Given data start

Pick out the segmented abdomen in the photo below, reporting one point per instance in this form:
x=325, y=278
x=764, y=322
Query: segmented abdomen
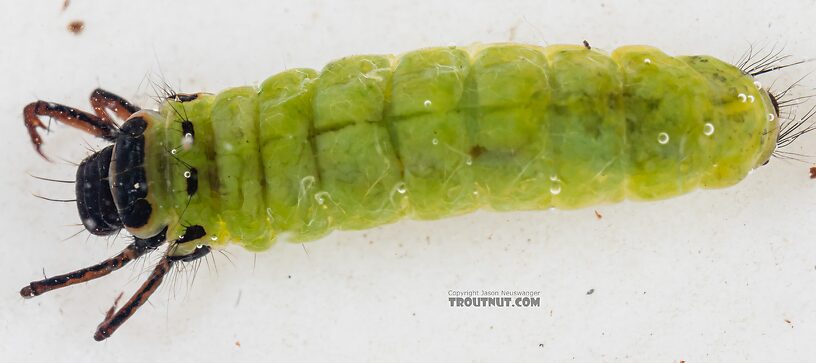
x=444, y=131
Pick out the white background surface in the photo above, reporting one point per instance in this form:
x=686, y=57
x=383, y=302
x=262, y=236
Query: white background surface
x=711, y=276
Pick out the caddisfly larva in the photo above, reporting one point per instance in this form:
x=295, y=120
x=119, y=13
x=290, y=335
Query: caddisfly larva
x=429, y=134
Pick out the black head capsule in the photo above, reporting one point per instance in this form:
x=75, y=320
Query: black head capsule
x=95, y=204
x=129, y=185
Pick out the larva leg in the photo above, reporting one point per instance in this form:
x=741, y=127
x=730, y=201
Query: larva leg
x=133, y=251
x=100, y=124
x=102, y=101
x=114, y=320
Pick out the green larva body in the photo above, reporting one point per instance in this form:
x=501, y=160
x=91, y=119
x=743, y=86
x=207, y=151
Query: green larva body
x=445, y=131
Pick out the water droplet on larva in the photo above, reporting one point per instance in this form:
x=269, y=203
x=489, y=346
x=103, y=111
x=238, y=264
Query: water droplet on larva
x=708, y=129
x=187, y=141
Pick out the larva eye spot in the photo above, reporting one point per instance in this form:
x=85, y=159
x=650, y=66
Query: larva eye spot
x=134, y=127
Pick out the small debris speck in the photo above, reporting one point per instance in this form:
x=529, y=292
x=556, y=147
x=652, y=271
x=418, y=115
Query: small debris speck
x=76, y=27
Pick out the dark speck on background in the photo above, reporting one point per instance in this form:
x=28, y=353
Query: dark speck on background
x=76, y=26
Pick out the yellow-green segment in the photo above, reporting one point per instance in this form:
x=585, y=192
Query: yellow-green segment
x=445, y=131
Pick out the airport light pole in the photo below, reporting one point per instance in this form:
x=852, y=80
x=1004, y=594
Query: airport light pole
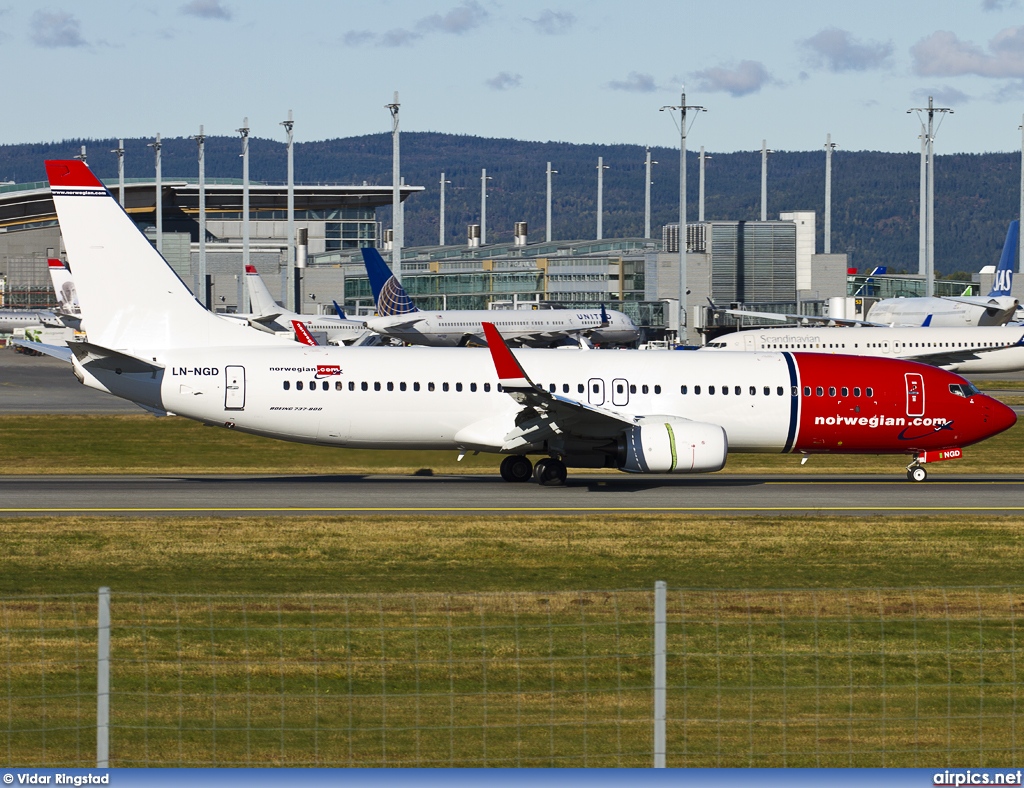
x=547, y=232
x=397, y=220
x=120, y=150
x=646, y=195
x=929, y=213
x=764, y=179
x=704, y=159
x=682, y=107
x=483, y=206
x=601, y=167
x=290, y=253
x=156, y=145
x=829, y=147
x=440, y=224
x=243, y=295
x=201, y=144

Given data end

> Task description
Repeat every record precisely. Any picture among them stays out of the copy.

> Response to the exercise
Pick out the segmented abdomen in the photo below, reporting one point per instance in this form:
x=325, y=278
x=764, y=322
Query: segmented abdomen
x=444, y=131
Pick out the white background surface in the photo above, reporting one point per instance in this form:
x=686, y=57
x=383, y=302
x=262, y=236
Query: white background surface
x=711, y=276
Pick out the caddisfly larva in the photo above, reporting one point per instance in this form:
x=295, y=120
x=119, y=13
x=290, y=335
Query: caddisfly larva
x=429, y=134
Pick out the black head capsule in the photo above, reporting one point per instance in this form:
x=75, y=320
Query: black head capsule
x=95, y=204
x=129, y=185
Pick out the larva leg in the photo above, reporting one point per instance in this form:
x=741, y=127
x=730, y=201
Query: larva leg
x=133, y=251
x=100, y=124
x=102, y=101
x=114, y=320
Pick out the green larva body in the photo above, reporting one point per instance in this form:
x=501, y=160
x=91, y=119
x=743, y=86
x=207, y=151
Query: green larva body
x=445, y=131
Pick out the water droplet on larva in the photo above, reporting one point per instance in this form:
x=269, y=203
x=489, y=346
x=103, y=111
x=238, y=264
Query: water droplet on larva
x=708, y=129
x=187, y=141
Pick out the larva eye spot in the photo above, reporting one point per instance in this form:
x=85, y=159
x=650, y=66
Query: larva eye spot
x=134, y=127
Pick out the small debris speck in the photo above, reporting one point per instance in this form:
x=529, y=292
x=556, y=147
x=652, y=271
x=418, y=115
Query: small debris speck
x=76, y=27
Pick out the dark speck on background in the photo above, reporting one point per instance in this form:
x=28, y=353
Query: dark speck on background
x=76, y=26
Pick out the yellow-green segment in the photo above, reporting one point per instance in this form:
x=585, y=192
Query: yellow-green segment
x=445, y=131
Pick out the airport light pole in the photo below, reporting one point per instance in this form:
x=852, y=80
x=1004, y=594
Query: airport light pole
x=547, y=232
x=397, y=220
x=120, y=150
x=646, y=195
x=929, y=213
x=764, y=179
x=704, y=159
x=682, y=107
x=483, y=206
x=601, y=167
x=290, y=253
x=156, y=145
x=829, y=147
x=440, y=224
x=243, y=295
x=201, y=144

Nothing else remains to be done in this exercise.